• _Extract to read_
* start *

Whipping down the road to Laguna Atascosa National Wildlife Refuge, we knew we were in prime Aplomado Falcon habitat. Sam drove, and I kept my eyes on telephone wires, fenceposts, and the spiky palm tops scattered through the dry grassy fields.

Harris’s Hawk. Black Vulture. Kestrel. Then I was yelling:

“Right there Right there RightTHERERIGHTTHERE!!!” and Sam was stomping on the brakes. An Aplomado Falcon sat facing us on an old wooden ranch gate, its “waistcoat” markings as dark as a Rough-legged Hawk’s, but the rest of it a delicate creamy orange.

Bus tours led by the world’s best birders are a great way to see species you’d otherwise miss, but there’s nothing like the feeling of bagging your own long-hoped-for bird. When I was in sixth grade we lived in southern New Mexico, and every time we drove to El Paso my dad would instruct us to keep our eyes peeled for aplomados. This day, some 25 years later, was the first time it ever paid off.

We watched for ages as the bird looked back at us, or launched itself to cruise down the fencerow on easy wingbeats. Aplomado means “lead-colored” in Spanish, and this falcon is much lighter than a peregrine: almost powdery gray on the back with a neat white trim running down the trailing edge.

* end *

• _Set task 1_
In the birding passage above, what does "aplomado" mean in Spanish?
• _Set task 2_
From the entries below, gather every line that contains the word "tractor".

• _Data to use_
* start *

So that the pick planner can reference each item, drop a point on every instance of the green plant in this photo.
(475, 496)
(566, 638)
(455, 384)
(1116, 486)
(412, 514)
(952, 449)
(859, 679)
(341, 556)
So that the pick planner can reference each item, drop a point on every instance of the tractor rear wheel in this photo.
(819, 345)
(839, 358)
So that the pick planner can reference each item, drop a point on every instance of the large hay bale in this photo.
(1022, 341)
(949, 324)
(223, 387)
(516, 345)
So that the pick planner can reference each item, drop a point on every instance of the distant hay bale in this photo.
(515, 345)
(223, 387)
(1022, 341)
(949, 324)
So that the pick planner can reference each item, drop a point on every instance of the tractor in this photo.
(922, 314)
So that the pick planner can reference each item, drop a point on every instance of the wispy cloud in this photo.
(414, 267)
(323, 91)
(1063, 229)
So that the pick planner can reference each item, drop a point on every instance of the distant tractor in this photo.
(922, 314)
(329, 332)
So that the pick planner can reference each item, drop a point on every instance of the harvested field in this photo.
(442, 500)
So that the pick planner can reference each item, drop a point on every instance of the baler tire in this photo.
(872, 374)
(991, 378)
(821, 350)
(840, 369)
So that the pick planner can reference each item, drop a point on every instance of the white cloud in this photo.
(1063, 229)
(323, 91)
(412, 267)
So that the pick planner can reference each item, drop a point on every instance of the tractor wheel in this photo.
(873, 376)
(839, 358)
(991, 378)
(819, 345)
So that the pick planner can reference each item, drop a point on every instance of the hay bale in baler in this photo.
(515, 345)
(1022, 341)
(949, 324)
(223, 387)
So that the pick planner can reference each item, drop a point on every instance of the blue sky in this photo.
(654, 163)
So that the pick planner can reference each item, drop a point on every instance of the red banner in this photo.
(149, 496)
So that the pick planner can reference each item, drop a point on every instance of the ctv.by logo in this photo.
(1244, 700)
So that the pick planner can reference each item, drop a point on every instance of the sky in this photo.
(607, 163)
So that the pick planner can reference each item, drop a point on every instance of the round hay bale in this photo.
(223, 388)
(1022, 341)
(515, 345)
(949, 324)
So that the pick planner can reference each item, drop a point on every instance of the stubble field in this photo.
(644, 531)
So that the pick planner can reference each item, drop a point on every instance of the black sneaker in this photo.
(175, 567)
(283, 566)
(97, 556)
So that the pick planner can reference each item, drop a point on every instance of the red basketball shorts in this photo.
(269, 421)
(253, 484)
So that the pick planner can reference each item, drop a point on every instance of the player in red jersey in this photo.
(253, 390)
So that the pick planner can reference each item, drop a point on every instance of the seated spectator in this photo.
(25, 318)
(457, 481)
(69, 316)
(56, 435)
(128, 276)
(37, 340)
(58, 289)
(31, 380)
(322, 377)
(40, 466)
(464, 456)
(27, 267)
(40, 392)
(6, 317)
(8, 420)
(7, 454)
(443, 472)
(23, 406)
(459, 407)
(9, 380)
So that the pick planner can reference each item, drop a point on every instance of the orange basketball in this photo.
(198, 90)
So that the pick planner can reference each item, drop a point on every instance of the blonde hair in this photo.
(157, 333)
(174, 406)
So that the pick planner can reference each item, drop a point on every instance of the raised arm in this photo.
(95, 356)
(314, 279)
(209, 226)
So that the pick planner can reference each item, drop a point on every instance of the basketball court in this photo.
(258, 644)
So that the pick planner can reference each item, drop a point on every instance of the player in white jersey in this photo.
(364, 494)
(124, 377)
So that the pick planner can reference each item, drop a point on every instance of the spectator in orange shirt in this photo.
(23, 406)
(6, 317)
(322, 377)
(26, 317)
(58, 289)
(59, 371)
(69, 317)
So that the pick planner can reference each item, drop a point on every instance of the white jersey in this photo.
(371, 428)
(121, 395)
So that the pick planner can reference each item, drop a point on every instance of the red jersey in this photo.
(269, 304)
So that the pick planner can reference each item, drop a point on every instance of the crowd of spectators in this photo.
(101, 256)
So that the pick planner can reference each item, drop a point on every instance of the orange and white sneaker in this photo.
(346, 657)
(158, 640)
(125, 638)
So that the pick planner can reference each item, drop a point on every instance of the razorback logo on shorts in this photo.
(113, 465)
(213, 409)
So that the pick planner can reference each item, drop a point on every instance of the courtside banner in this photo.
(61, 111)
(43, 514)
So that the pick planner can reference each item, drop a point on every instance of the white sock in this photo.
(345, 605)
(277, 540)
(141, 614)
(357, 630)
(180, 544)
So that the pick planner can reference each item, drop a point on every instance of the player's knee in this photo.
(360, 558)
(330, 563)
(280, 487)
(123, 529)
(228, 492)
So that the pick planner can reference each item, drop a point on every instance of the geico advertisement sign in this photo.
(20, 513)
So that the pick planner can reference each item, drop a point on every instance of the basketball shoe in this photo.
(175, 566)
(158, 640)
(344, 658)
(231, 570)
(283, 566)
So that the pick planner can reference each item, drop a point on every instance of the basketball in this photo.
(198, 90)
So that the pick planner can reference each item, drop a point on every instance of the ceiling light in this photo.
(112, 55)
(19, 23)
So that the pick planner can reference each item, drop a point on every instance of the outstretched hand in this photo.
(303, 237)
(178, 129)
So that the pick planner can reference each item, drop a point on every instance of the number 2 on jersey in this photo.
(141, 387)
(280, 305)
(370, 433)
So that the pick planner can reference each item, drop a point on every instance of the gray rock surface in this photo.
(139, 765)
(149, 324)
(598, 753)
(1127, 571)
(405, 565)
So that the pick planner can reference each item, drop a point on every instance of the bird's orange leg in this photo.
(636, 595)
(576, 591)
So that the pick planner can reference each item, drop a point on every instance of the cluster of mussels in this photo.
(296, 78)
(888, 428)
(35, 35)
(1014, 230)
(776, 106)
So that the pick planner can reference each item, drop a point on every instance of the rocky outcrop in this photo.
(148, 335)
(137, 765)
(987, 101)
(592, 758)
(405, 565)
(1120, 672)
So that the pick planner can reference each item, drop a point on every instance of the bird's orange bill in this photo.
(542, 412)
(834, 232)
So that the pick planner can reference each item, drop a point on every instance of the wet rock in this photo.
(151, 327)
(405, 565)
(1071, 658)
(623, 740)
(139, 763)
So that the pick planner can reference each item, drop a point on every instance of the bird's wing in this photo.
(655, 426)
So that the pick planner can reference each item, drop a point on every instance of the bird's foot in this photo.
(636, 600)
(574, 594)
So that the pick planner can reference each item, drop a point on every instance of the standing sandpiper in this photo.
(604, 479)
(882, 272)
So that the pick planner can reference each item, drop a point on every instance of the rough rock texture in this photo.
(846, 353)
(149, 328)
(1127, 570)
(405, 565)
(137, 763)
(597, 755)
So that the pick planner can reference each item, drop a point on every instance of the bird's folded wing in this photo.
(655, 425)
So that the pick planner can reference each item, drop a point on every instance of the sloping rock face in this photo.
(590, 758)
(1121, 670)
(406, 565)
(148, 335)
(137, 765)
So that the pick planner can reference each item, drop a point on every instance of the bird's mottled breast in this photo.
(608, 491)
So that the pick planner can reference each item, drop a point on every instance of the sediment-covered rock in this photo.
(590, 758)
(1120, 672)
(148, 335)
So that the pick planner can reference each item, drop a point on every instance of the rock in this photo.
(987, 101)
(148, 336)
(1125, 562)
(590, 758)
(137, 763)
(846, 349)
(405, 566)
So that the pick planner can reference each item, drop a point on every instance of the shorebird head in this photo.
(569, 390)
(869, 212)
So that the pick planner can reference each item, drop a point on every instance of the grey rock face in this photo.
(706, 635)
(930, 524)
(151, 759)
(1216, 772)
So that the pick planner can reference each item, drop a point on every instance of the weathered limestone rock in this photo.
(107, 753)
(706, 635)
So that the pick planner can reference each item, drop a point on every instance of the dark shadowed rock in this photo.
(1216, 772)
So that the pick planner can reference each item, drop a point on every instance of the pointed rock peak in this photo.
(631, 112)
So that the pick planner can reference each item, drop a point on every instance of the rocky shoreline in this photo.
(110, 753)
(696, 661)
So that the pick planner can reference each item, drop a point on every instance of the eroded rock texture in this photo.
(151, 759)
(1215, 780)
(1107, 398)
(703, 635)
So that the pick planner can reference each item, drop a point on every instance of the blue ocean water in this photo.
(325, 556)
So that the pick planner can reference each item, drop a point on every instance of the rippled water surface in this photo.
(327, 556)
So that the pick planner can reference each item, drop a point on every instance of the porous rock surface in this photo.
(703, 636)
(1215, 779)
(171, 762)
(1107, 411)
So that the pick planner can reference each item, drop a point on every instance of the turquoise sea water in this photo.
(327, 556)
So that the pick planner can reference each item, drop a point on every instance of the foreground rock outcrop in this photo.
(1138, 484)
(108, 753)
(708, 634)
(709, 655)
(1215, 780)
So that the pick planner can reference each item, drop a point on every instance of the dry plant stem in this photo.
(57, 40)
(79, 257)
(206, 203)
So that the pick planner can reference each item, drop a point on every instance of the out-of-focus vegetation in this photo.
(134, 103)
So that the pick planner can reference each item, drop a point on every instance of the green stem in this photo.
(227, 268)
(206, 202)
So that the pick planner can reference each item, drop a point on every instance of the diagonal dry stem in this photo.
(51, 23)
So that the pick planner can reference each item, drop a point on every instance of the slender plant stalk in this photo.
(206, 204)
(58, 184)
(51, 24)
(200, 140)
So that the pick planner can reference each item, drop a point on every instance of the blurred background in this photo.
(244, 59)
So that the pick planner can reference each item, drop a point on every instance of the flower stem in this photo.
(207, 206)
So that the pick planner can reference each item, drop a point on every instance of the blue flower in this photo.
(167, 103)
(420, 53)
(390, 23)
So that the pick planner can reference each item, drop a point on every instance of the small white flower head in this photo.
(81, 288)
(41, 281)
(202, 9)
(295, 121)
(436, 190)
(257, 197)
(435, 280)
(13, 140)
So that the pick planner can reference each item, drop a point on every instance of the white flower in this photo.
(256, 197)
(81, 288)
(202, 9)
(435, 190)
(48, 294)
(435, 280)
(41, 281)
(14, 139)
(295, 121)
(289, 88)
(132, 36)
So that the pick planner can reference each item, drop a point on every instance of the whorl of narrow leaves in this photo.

* end *

• _Response 1_
Lead-colored.

• _Response 2_
So that the pick planner can reference each item, drop a point on every instance of the tractor rear wheel in this photo.
So that the pick planner can reference each item, drop a point on every instance of the tractor in this photo.
So that the pick planner can reference each item, drop a point on every instance of the distant tractor in this photo.
So that the pick planner can reference each item, drop a point on every instance of the tractor wheel in this photo.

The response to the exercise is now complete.